>> START EXTRACTED MATERIAL
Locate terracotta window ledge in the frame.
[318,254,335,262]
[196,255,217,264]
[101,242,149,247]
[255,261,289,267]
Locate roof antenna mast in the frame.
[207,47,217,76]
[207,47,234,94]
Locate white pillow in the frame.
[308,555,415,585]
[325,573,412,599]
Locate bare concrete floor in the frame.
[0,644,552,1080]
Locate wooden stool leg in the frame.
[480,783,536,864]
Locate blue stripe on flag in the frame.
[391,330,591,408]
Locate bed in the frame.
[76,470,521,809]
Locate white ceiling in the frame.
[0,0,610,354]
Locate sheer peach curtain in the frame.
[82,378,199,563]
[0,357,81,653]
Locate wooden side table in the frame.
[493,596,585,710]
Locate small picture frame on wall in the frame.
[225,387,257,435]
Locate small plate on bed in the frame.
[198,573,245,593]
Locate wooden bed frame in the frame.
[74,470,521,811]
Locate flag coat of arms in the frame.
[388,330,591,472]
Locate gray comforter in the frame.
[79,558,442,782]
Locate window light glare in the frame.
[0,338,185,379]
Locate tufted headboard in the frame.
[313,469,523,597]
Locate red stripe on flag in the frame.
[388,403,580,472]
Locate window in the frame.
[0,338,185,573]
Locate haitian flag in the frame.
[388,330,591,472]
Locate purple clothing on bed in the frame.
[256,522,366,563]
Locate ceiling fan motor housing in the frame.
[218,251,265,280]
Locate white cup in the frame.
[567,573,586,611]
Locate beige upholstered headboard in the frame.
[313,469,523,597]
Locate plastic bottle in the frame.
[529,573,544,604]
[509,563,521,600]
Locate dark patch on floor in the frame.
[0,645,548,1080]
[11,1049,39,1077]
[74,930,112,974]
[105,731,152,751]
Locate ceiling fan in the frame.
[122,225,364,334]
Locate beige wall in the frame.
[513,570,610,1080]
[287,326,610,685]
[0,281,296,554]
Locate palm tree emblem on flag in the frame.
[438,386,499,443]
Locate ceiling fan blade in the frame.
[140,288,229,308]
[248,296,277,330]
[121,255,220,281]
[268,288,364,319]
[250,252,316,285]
>> END EXTRACTED MATERIAL
- _WHAT IS BEING ASKED_
Quote every row above verbatim, in the order given.

- _THE SOLUTION_
Locate terracotta window ledge in the frame.
[318,254,335,262]
[196,255,217,264]
[101,242,149,247]
[255,261,289,267]
Locate roof antenna mast in the frame.
[207,47,217,76]
[207,47,234,94]
Locate white pillow in the frame.
[308,555,415,585]
[325,573,412,599]
Locate bare concrete floor in the frame.
[0,644,552,1080]
Locate wooden stool leg in the frame.
[480,783,536,864]
Locate blue stripe on flag in the frame.
[391,330,591,408]
Locate bed in the frame.
[76,470,521,809]
Locate white ceiling in the frame.
[0,0,610,354]
Locate sheer peach curtain in the frame.
[82,378,199,563]
[0,357,81,653]
Locate wooden side table in the frame.
[493,596,585,710]
Locate small picture frame on wall in the frame.
[225,387,257,435]
Locate small plate on bed in the frame.
[198,573,245,593]
Locate wooden bed frame in the frame.
[74,470,521,811]
Locate flag coat of arms in the frame.
[388,330,591,472]
Locate gray comforter in the frame.
[79,558,442,782]
Locate window light glare in the frame.
[0,338,185,379]
Locate tufted headboard in the frame.
[313,469,523,597]
Locate red stripe on flag in the frame.
[388,403,580,472]
Locate window in the frame.
[0,338,185,573]
Locate haitian flag in the frame.
[388,330,591,472]
Locate purple clothing on bed in the frame.
[256,522,366,563]
Locate ceiling fan motor housing in the frame.
[218,251,265,280]
Locate white cup in the frame.
[567,573,586,611]
Locate beige upholstered headboard in the frame.
[313,469,523,597]
Locate plastic bottle in the frame.
[529,573,544,604]
[509,563,521,600]
Locate dark patch on floor in the frame.
[0,645,548,1080]
[11,1049,39,1077]
[74,930,112,974]
[105,731,152,751]
Locate ceiling fan in the frame.
[122,225,364,334]
Locate beige wall in the frame.
[513,570,610,1080]
[287,326,610,685]
[0,281,296,554]
Locate palm tree emblem on flag in the frame.
[438,386,499,443]
Locate ceiling fan blade in the frame.
[140,288,229,308]
[248,296,277,330]
[121,255,220,281]
[268,288,364,319]
[250,252,316,285]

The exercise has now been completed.